ПРИВЕДЁННЫЙ ТЕКСТ.

-------------------------

Последнее интервью Андрея Макаревича. Аминь?
Надо сказать, что иная кандидатура в качестве бенефицианта для первого в новом веке и новом тысячелетии выпуска “ЗД”, кроме г-на Макаревича, даже в голову не приходила. Все-таки “Машина времени” – не просто рок-механизм, бесперебойно и, главное, продуктивно работающий 30 лет кряду, а самый настоящий гиперсимвол эпохи, которую мы проводили восвояси три недели назад.
- Надо сказать, что ты со свойственным тебе везением очень удачно ко мне попал, - не дожидаясь положенного по протоколу первого вопроса от журналиста, начал Андрей Макаревич, — потому что с нового года я собираюсь прекратить общение с прессой и должен был об этом как-то заявить. "МК" - очень удобная трибуна, поскольку, как ни верти, а газета одна из самых читаемых. Вот эта стабильность меня заставляет снять шляпу. Если нам понадобится какую-то информацию сообщить человечеству, то журналисты будут отныне это делать через пресс-агента, которого мы заведем. На мой взгляд, с журналистикой происходит что-то страшное. Пришло какое-то новое поколение невероятно безграмотных и удивительно самонадеянных людей, которые считают, что то, чем они занимаются, вот это журналистика и есть. Разубеждать каждого из них в отдельности у меня нет ни сил, ни времени, ни желания. Поэтому если они хотят писать всякую херню, то пусть это делают без нашего участия. Даже если это по нашему поводу.
- Спасибо, конечно, за лестности в наш адрес. Но все-таки как верный
солдат журналистического сословия, ползавший пару раз под большевистскими
пулями, не могу не заметить, что ругать прессу — любимейшее занятие заскорузлых
политиканов. Все беды страны они на прессу свалили. И ты туда же? Ушам
своим не верю...
- Ни в коем разе. Я не виню прессу во всем. Я виню ее только в том,
что она деградирует на глазах, а другой прессы у нас, к сожалению, нет.
Еще недавно все четко разделялось — желтая пресса и не желтая, а сейчас
эта граница стала практически неразличимой.
- Сия драматизация представляется немного чрезмерной, но, видимо,
какая-то капля переполнила чашу твоего великотерпения. Поделишься?
- Ну, несколько штук. В одной газете, например, выходит интервью с
известным рок-энциклопедистом Артемием Троицким под названием "Опостылевшие
юбилеи". Мысль заключается в том, что рок-музыка деградировала окончательно,
и у престарелых музыкантов последняя попытка чем-то привлечь зрителя -
это придумать себе всякие дни рождения, потому что на них просто так уже
никто не пойдет. А если есть что интересное нашей рок-музыке сегодня, так
это Дельфин.
Мало того что Артемий Троицкий, который был, в общем, моим старым товарищем,
ни слова не казал про "Машину Времени", но газета помещает над статьей,
где о нас ни слова, нашу большую фотографию, и автоматом каждое слово проецируется
прямо на эту картинку. После этого они присылают в день концерта ко мне
мальчика-журналиста, чтобы я как бы высказал свою точку зрения. Мальчик
посылается с советом взять еще одно интервью у Артемия Троицкого. И вот
таких штук было несколько. Ну с какого хера, собственно говоря? Это жутко
обидно.

-------------------------

Перепишите из интервью с Андреем Макаревичем без единого изменения фрагмент, который начинается словами «- Ну, несколько» и заканчивается словами «это Дельфин.».

СТРОКИ ДАННЫХ.
-------------------------

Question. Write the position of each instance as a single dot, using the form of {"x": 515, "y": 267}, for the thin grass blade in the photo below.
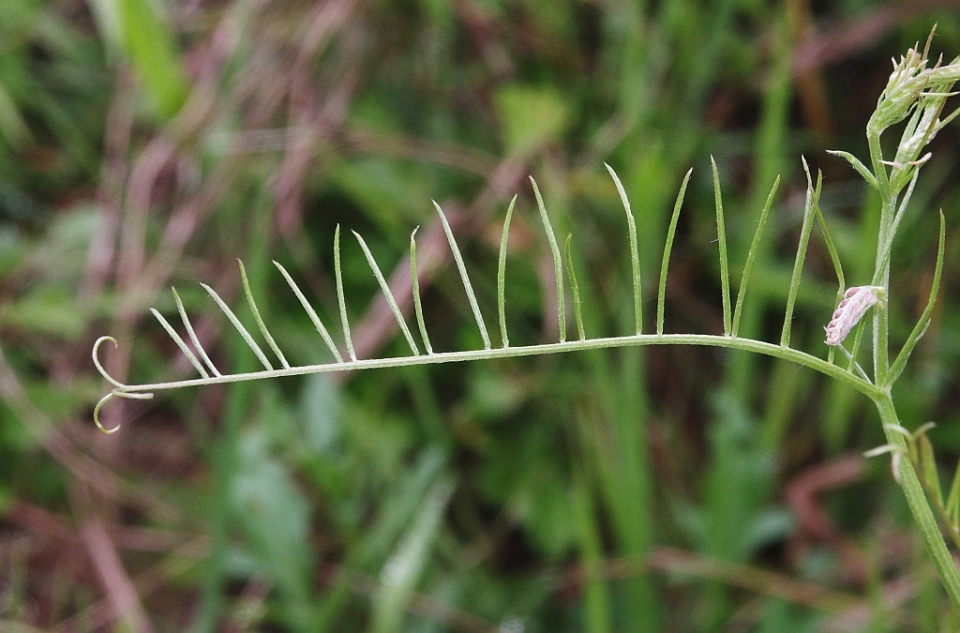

-------------------------

ГОТОВОЕ РЕШЕНИЕ.
- Ну, несколько штук. В одной газете, например, выходит интервью с
известным рок-энциклопедистом Артемием Троицким под названием "Опостылевшие
юбилеи". Мысль заключается в том, что рок-музыка деградировала окончательно,
и у престарелых музыкантов последняя попытка чем-то привлечь зрителя -
это придумать себе всякие дни рождения, потому что на них просто так уже
никто не пойдет. А если есть что интересное нашей рок-музыке сегодня, так
это Дельфин.